==== BRANO DA LEGGERE

Vabbè! Possiamo decidere di giocare una partita singola oppure un torneo. La cosa bella della partita singola è che si può settare la difficoltà (Play Level) e le regole (Play Mode), e soprattutto la lunghezza del quarto. La cosa meno bella del torneo è che si può giocare esclusivamente in tempo reale, ovvero quattro quarti da 12 minuti ciascuno. Tutti in coro, bambini? TAVÒ!


Quindi facciamo l'amichevole. Il gioco si chiama Lakers&Celtics, perché è del 1989 e i Lakers e i Celtics sono i top della NBA e i Chicago Bulls devono ancora diventare la corazzata di vittorie e di merchandising (soprattutto merchandising) degli anni 90. Ma sapete come si diceva di recente, no? Se rovesciate il toro dei Bulls quello che vedete è un robot che sta sodomizzando un granchio, e io con questi atti impuri automa-crostaceo non voglio sporcarmicisi le mani. Quindi? Quindi tengo i Lakers e gioco contro i Celtics. Magari qualcuno ne riconosco.



Dunque, chi abbiamo nella formazione losangelina? James Worthy, A.C. Green, Kareem Abdul Jabbar, Magic Johnson e Byron Scott. Beh, persino un ignorante come me conosc Abdul-Jabbar detto "Cactus" e Magic Johnson, fosse solo per la storia dell'AIDS che tanto aveva scosso i benpensanti del Vecchio Paese (è la malattia dei drogati e dei busoni!) e dintorni. Eh sì! Questa è la cosiddetta "Showtime era" in cui i Lakers spaccavano culi a quattro palmenti. Benissimo! Ci sto. Dall'altra parte degli U.S. of A. abbiamo Larry Bird, Kevin McHale, Robert Parish detto "The Chief", Brian Shaw (che giocherà pure a Roma) e Dennis Johnson. Mentirei se dicessi che a parte Bird conosco uno qualsiasi dei cinque che ho menzionato.  Robert Parish, forse, o forse perché il soprannome "The Chief" venne affibbiato a suo padre da un mio amico che aveva orientato la sua vita al basket.


E via che si parte col palladue! Notevolissimo come i numeri e l'aspetto fisico dei giocatori sia il più simile possibile alla realtà! Almeno così mi pare. Scopro anche che nei Lakers erano ben due i giocatori che portavano gli occhialini protettivi. Uno era Abdul Jabbar (pelato) e l'altro era James Worthy (crinito). Non si finisce mai di imparare. Ah dimenticavo: in quanto giocatore uno io tengo i lakers, non tanto per preferenze personali quanto per il fatto che era l'impostazione di default e sono troppo pigro per cambiarla.


E vai di azione! Worthy per Magic, che tira da tre (non proprio la sua specialità) e Abdul ribadisce nel cesto con quello che pare essere il suo tratto caratterizzante, il gancio-cielo, che è la traduzione letterale del più eufonico skyhook. Com'è come non è, siamo due a zero e i Celtics  rimettono in gioco...

========

ESERCIZI PROPOSTI |
1. Rispondi alle seguenti domande sul brano dedicato al videogioco Lakers&Celtics:
(a) In che anno è uscito il gioco?
(b) Quanti minuti dura ciascun quarto nel torneo?
(c) Quali due giocatori dei Lakers portavano gli occhialini protettivi?
2. Estrai dal brano sul videogioco Lakers&Celtics la parte che va da "E via che si" fino a "rimettono in gioco..." compreso, senza alcuna modifica.
Le righe riportate di seguito non hanno alcun legame con il brano.

==== MATERIALE FORNITO

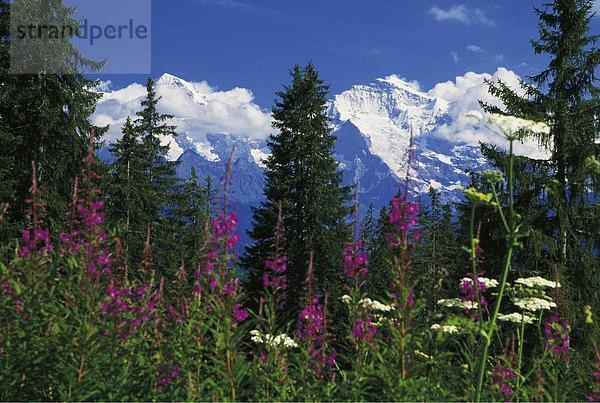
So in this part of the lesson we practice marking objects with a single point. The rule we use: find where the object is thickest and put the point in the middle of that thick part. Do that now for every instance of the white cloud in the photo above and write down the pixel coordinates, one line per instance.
(474, 49)
(463, 95)
(462, 14)
(199, 109)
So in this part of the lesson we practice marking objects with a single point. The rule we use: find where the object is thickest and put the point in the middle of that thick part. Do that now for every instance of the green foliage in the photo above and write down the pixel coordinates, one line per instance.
(303, 176)
(555, 197)
(43, 118)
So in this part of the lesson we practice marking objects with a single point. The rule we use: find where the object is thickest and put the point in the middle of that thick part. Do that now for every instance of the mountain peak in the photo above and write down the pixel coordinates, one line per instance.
(170, 79)
(402, 83)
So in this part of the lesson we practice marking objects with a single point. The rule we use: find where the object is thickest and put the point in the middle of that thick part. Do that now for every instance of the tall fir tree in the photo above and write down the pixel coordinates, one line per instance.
(43, 118)
(144, 185)
(126, 176)
(303, 176)
(437, 264)
(191, 213)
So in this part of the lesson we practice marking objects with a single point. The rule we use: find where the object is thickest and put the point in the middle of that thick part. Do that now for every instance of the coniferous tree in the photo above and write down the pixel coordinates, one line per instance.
(558, 207)
(381, 257)
(191, 215)
(43, 118)
(126, 176)
(436, 261)
(304, 177)
(144, 185)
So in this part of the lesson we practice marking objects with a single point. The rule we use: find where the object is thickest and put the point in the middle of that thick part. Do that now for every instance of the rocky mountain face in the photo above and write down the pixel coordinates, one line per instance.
(373, 125)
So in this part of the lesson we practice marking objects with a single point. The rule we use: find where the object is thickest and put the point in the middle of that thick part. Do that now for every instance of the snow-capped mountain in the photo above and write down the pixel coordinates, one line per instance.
(372, 124)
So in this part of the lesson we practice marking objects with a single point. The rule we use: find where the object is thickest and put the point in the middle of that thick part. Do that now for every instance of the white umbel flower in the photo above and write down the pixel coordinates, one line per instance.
(516, 317)
(450, 329)
(346, 299)
(373, 305)
(488, 282)
(457, 303)
(512, 125)
(537, 282)
(534, 304)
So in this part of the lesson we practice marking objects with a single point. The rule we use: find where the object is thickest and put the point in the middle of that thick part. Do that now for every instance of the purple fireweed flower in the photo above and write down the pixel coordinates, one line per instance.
(311, 330)
(166, 374)
(311, 322)
(556, 333)
(35, 240)
(239, 313)
(502, 377)
(276, 280)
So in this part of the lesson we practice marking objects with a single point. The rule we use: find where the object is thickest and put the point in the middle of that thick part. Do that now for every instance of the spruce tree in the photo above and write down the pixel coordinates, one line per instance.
(43, 118)
(190, 217)
(303, 176)
(436, 261)
(126, 177)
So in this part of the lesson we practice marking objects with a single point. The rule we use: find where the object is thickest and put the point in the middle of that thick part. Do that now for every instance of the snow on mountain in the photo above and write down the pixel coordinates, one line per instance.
(372, 123)
(384, 113)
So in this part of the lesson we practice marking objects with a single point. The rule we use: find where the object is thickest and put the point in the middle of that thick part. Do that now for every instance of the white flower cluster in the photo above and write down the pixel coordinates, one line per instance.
(457, 303)
(450, 329)
(534, 304)
(368, 303)
(516, 317)
(537, 282)
(281, 340)
(511, 124)
(488, 282)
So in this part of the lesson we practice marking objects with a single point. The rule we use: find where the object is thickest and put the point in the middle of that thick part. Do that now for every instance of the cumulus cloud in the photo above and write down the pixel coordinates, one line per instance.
(226, 3)
(199, 109)
(463, 14)
(463, 95)
(474, 49)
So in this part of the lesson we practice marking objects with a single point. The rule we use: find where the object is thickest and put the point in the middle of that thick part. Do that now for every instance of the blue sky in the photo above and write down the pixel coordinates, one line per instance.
(253, 43)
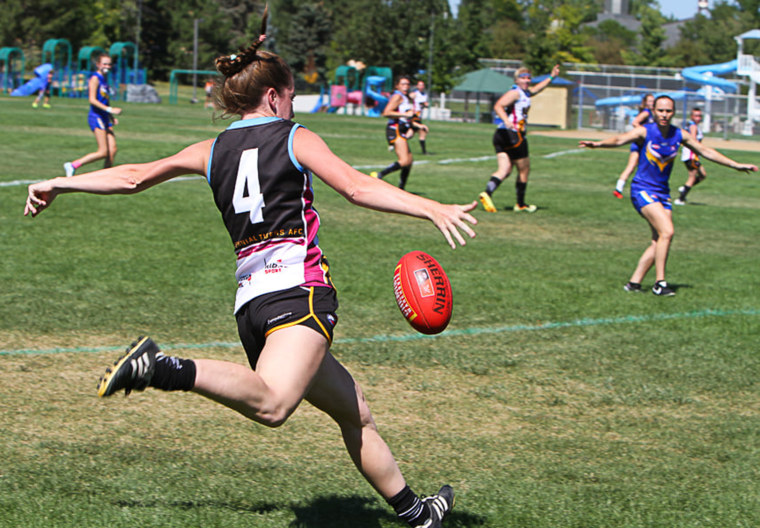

========

ESERCIZIO SVOLTO |
1.
(a) Nel 1989.
(b) 12 minuti.
(c) Kareem Abdul Jabbar e James Worthy.

2.
E via che si parte col palladue! Notevolissimo come i numeri e l'aspetto fisico dei giocatori sia il più simile possibile alla realtà! Almeno così mi pare. Scopro anche che nei Lakers erano ben due i giocatori che portavano gli occhialini protettivi. Uno era Abdul Jabbar (pelato) e l'altro era James Worthy (crinito). Non si finisce mai di imparare. Ah dimenticavo: in quanto giocatore uno io tengo i lakers, non tanto per preferenze personali quanto per il fatto che era l'impostazione di default e sono troppo pigro per cambiarla.


E vai di azione! Worthy per Magic, che tira da tre (non proprio la sua specialità) e Abdul ribadisce nel cesto con quello che pare essere il suo tratto caratterizzante, il gancio-cielo, che è la traduzione letterale del più eufonico skyhook. Com'è come non è, siamo due a zero e i Celtics  rimettono in gioco...